Source entries
****

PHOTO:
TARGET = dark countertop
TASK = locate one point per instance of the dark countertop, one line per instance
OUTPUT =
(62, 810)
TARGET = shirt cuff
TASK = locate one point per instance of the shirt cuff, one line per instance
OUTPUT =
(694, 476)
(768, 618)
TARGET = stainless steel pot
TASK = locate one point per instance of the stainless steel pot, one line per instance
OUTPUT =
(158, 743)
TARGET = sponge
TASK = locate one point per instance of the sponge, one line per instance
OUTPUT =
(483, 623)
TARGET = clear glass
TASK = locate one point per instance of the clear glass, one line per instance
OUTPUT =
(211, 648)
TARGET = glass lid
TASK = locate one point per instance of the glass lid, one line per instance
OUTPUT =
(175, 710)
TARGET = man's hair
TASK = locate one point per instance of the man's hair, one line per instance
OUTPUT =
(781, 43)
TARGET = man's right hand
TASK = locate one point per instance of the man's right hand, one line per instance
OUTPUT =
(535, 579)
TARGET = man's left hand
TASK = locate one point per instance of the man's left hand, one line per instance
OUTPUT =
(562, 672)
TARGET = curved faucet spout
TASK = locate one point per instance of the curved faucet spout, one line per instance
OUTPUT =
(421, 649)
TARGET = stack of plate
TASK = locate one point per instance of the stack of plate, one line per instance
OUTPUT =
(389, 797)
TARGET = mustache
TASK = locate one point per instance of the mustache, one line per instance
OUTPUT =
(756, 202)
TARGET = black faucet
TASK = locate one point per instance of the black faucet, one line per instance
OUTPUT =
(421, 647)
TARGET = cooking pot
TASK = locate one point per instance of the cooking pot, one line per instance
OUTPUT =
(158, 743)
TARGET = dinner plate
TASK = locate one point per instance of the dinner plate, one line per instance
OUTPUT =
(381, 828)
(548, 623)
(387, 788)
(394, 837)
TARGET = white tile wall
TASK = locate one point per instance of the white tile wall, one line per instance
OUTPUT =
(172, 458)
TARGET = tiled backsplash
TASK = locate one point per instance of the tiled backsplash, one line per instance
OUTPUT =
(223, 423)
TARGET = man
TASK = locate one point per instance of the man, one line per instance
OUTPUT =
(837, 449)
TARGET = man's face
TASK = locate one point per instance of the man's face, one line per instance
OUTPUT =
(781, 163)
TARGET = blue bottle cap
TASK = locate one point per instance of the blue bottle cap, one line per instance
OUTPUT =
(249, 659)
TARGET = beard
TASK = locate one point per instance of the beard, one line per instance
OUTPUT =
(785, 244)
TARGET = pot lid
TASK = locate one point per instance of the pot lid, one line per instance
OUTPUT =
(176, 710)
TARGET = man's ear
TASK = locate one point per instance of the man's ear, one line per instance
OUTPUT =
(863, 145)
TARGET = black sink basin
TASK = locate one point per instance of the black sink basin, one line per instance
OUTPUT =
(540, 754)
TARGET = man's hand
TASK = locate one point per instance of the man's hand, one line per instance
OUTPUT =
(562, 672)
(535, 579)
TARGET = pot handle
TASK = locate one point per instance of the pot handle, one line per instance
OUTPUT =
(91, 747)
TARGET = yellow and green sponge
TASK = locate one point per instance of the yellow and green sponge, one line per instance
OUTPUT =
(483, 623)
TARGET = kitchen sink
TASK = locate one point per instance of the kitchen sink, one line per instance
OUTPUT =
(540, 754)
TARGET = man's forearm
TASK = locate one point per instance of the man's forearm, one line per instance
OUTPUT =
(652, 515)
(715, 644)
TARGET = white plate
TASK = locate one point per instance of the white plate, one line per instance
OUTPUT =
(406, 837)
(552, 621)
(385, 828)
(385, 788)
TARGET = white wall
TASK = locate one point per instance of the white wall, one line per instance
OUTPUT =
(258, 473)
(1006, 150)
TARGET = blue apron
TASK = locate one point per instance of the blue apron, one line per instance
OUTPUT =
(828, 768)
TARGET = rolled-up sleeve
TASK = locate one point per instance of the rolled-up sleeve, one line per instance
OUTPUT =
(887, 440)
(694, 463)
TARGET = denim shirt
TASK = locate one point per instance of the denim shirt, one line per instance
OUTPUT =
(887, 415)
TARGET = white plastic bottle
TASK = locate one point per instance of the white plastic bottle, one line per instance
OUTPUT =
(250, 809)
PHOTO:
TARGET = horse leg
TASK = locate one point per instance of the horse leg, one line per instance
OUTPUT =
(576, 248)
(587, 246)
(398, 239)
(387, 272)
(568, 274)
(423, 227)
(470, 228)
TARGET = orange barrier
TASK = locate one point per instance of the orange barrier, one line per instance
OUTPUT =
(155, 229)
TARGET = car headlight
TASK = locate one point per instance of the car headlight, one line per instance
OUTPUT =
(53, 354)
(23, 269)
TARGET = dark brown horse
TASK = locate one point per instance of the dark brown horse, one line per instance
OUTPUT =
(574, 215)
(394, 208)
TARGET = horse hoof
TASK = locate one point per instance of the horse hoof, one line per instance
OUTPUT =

****

TASK DETAILS :: Lay out every line of the entries above as a numbered list, leaving out any blank lines.

RESPONSE TO THIS EXERCISE ::
1. PHOTO:
2. TARGET = dark countertop
3. TASK = locate one point per instance of the dark countertop, one line per instance
4. OUTPUT =
5. (62, 810)
6. TARGET = shirt cuff
7. TASK = locate one point per instance of the shirt cuff, one line per instance
8. OUTPUT =
9. (694, 476)
10. (768, 618)
11. TARGET = stainless steel pot
12. TASK = locate one point per instance of the stainless steel pot, one line per instance
13. OUTPUT =
14. (158, 743)
15. TARGET = sponge
16. TASK = locate one point per instance of the sponge, one line per instance
17. OUTPUT =
18. (483, 623)
19. TARGET = clear glass
20. TASK = locate one point per instance of the clear glass, one line per instance
21. OUTPUT =
22. (211, 648)
23. TARGET = glass lid
24. TASK = locate one point per instance of the glass lid, one line per instance
25. OUTPUT =
26. (175, 710)
27. TARGET = man's hair
28. TASK = locate one point per instance of the man's hair, one line per instance
29. OUTPUT =
30. (781, 43)
31. TARGET = man's right hand
32. TASK = locate one point per instance of the man's right hand, one line per instance
33. OUTPUT =
34. (535, 579)
35. TARGET = man's left hand
36. TASK = locate one point per instance of the man's left hand, one line per instance
37. OUTPUT =
38. (562, 672)
39. TARGET = curved faucet spout
40. TASK = locate one point per instance of the curved faucet spout, one line per instance
41. OUTPUT =
42. (421, 649)
43. TARGET = stack of plate
44. TASK = locate one point per instance of the stack of plate, one line per instance
45. OUTPUT =
46. (389, 797)
47. TARGET = mustache
48. TASK = locate one point per instance of the mustache, one line per instance
49. OUTPUT =
50. (756, 202)
51. TARGET = black faucet
52. TASK = locate one point per instance of the black faucet, one line per instance
53. OUTPUT =
54. (421, 647)
55. TARGET = cooking pot
56. TASK = locate one point per instance of the cooking pot, one line per instance
57. OUTPUT =
58. (158, 743)
59. TARGET = dinner plate
60. TASK = locate one point per instance of the dinner plate, one line per instance
61. OUTPUT =
62. (381, 828)
63. (548, 623)
64. (387, 788)
65. (394, 837)
66. TARGET = white tile wall
67. TASK = locate one point per instance of the white tile wall, one line per instance
68. OUTPUT =
69. (172, 458)
70. TARGET = tiled backsplash
71. TASK = locate one point per instance of the tiled backsplash, one line per instance
72. OUTPUT =
73. (223, 423)
74. TARGET = man
75. TASK = locate one point per instance of the man, one line per instance
76. OUTPUT =
77. (837, 449)
78. TARGET = man's face
79. TASK = locate one point per instance of the man's face, one line per instance
80. OUTPUT =
81. (781, 163)
82. TARGET = blue bottle cap
83. TASK = locate one point per instance of the blue bottle cap, one line per instance
84. OUTPUT =
85. (249, 659)
86. TARGET = beard
87. TASK = locate one point per instance of the beard, one line per instance
88. OUTPUT =
89. (785, 244)
90. TARGET = pot lid
91. TASK = locate one point per instance of the pot lid, one line per instance
92. OUTPUT =
93. (176, 710)
94. TARGET = man's ear
95. TASK = locate one point per instance of the man's ear, one line per instance
96. OUTPUT =
97. (863, 145)
98. TARGET = black sink basin
99. TASK = locate one point per instance of the black sink basin, one line per instance
100. OUTPUT =
101. (540, 754)
102. TARGET = man's hand
103. TASK = locate one point per instance of the man's hand, one line per instance
104. OUTPUT =
105. (562, 672)
106. (535, 579)
107. TARGET = pot handle
108. TASK = locate one point per instance of the pot handle, one line per instance
109. OUTPUT =
110. (91, 747)
111. TARGET = yellow and green sponge
112. TASK = locate one point per instance of the yellow and green sponge, one line per instance
113. OUTPUT =
114. (483, 623)
115. TARGET = kitchen sink
116. TASK = locate one point per instance of the kitchen sink, one line per instance
117. OUTPUT =
118. (540, 754)
119. TARGET = man's forearm
120. TASK = locate one point per instance of the man's forearm, one line per instance
121. OUTPUT =
122. (652, 515)
123. (715, 644)
124. TARGET = white plate
125. TASK = locate one point per instance of the white plate, one line per instance
126. OUTPUT =
127. (406, 837)
128. (552, 621)
129. (385, 828)
130. (385, 788)
131. TARGET = white wall
132. TASK = locate one point per instance of the white wall, one line per instance
133. OUTPUT =
134. (258, 473)
135. (1006, 150)
136. TARGET = blue apron
137. TASK = locate one point per instance of the blue apron, one line per instance
138. OUTPUT =
139. (828, 768)
140. TARGET = rolled-up sleeve
141. TASK = locate one point per instance of the rolled-up sleeve, one line per instance
142. OUTPUT =
143. (887, 440)
144. (694, 463)
145. TARGET = denim shirt
146. TASK = locate one point per instance of the denim shirt, one line per instance
147. OUTPUT =
148. (887, 415)
149. TARGET = white plastic bottle
150. TASK = locate one point per instance of the white plastic bottle, one line per instance
151. OUTPUT =
152. (250, 809)
153. PHOTO:
154. TARGET = horse leg
155. TASK = locate one point per instance of the horse leg, one line per instance
156. OUTPUT =
157. (576, 248)
158. (587, 246)
159. (398, 239)
160. (387, 272)
161. (568, 274)
162. (423, 227)
163. (470, 228)
164. TARGET = orange barrier
165. TASK = locate one point per instance of the orange barrier, one line per instance
166. OUTPUT =
167. (155, 229)
168. TARGET = car headlight
169. TASK = locate one point per instance of the car headlight, one line per instance
170. OUTPUT =
171. (53, 354)
172. (23, 269)
173. TARGET = dark brown horse
174. TASK = locate one point per instance of the dark brown horse, one line per instance
175. OUTPUT =
176. (574, 215)
177. (394, 208)
178. TARGET = horse hoof
179. TASK = locate one point per instance of the horse hoof, one line per instance
180. OUTPUT =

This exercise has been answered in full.